### Work item:
If a line in the data contains "exact", copy it out.

### Records:

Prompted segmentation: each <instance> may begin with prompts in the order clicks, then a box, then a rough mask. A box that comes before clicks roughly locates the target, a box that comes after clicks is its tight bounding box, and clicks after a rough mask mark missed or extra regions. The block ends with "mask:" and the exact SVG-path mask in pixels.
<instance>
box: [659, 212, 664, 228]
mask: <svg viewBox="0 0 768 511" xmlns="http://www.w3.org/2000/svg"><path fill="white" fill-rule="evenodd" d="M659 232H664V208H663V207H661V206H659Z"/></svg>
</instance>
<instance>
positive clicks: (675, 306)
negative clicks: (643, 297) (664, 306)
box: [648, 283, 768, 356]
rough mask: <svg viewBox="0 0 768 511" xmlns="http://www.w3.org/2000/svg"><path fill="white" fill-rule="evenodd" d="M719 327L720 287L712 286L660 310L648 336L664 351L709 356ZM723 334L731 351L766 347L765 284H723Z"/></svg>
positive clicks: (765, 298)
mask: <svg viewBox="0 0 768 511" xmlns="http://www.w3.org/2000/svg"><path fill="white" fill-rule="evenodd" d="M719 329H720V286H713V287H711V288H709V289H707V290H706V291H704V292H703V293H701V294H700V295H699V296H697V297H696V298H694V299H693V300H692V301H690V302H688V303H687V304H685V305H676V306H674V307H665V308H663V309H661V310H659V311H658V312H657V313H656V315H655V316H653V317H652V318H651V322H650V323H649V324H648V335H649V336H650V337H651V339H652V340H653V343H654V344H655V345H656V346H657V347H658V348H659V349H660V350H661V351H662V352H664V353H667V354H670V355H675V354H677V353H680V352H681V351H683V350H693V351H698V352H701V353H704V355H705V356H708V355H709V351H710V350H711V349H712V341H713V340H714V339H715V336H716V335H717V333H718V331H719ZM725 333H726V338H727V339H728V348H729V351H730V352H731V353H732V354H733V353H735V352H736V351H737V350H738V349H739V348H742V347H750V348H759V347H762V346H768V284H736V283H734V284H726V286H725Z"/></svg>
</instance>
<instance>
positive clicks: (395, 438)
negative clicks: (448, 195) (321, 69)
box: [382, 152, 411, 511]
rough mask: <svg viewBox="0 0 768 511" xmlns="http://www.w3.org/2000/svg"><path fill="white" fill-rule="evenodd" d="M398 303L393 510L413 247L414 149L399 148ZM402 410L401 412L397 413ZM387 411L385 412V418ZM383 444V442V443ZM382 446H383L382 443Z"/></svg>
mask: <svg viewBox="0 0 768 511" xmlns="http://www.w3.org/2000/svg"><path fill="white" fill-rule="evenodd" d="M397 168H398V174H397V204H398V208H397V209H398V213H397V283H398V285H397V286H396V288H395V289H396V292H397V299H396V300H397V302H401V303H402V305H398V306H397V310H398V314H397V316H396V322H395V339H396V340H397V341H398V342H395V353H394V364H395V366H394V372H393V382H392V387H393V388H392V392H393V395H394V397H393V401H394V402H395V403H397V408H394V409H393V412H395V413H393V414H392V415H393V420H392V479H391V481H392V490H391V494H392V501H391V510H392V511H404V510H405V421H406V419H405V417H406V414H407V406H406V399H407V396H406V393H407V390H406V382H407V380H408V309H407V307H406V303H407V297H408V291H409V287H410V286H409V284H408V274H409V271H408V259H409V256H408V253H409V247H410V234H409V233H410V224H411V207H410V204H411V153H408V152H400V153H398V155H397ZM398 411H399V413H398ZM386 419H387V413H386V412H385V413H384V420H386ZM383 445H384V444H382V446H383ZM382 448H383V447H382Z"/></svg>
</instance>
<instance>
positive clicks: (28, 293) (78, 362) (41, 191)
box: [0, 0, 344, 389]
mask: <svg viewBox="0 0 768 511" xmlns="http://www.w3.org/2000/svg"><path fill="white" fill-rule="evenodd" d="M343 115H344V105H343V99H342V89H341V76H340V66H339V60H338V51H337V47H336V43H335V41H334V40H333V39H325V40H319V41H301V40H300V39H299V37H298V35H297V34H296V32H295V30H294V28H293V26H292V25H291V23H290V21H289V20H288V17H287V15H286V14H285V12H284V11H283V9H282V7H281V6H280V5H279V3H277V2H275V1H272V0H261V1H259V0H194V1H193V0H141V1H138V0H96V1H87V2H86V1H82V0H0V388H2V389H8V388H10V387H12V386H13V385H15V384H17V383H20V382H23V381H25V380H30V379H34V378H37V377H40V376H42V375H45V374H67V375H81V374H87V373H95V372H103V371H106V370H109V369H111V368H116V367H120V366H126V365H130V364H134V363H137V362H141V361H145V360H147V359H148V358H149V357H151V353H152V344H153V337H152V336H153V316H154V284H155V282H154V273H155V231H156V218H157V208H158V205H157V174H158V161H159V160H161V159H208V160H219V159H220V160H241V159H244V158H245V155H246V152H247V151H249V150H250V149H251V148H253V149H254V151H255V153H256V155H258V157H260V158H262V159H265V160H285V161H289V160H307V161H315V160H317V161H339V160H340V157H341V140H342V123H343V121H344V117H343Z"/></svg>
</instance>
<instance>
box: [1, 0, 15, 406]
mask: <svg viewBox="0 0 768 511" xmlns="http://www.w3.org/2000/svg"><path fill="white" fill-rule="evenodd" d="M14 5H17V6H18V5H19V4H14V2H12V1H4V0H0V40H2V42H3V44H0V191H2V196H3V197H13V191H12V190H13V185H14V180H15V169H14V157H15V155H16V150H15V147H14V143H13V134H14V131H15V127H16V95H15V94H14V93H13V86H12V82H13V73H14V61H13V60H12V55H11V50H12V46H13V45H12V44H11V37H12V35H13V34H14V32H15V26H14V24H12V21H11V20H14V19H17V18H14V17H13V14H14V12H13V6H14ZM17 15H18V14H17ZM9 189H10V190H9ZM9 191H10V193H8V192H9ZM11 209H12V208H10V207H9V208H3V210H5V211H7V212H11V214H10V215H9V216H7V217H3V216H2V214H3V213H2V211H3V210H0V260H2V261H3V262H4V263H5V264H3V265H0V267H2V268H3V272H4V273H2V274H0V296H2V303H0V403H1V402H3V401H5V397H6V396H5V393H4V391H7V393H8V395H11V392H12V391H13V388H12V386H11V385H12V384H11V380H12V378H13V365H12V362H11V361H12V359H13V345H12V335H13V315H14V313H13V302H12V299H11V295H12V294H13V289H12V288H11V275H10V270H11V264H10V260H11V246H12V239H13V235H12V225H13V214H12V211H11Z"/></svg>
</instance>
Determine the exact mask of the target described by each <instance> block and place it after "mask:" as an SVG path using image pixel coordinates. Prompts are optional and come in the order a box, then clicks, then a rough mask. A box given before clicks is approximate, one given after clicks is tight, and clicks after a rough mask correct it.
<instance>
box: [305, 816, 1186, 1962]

### Expected output:
Prompted segmentation: each <instance> may begin with prompts in the order clicks, then a box, then a rough mask. A box that comes before clicks roughly locates the target, a box that comes after clicks is its tight bounding box, and clicks after a rough mask mark missed or extra regions. The block ends with "mask:" and the exact SVG-path mask in pixels.
Determine the exact mask of the target described by each <instance> block and place it after "mask:" as an SVG path using image pixel coordinates. Prompts are optional and come in the order a box, then clicks, then a rough mask. A box given before clicks is approximate, one given after clicks is tight, and clicks after a rough mask correct it.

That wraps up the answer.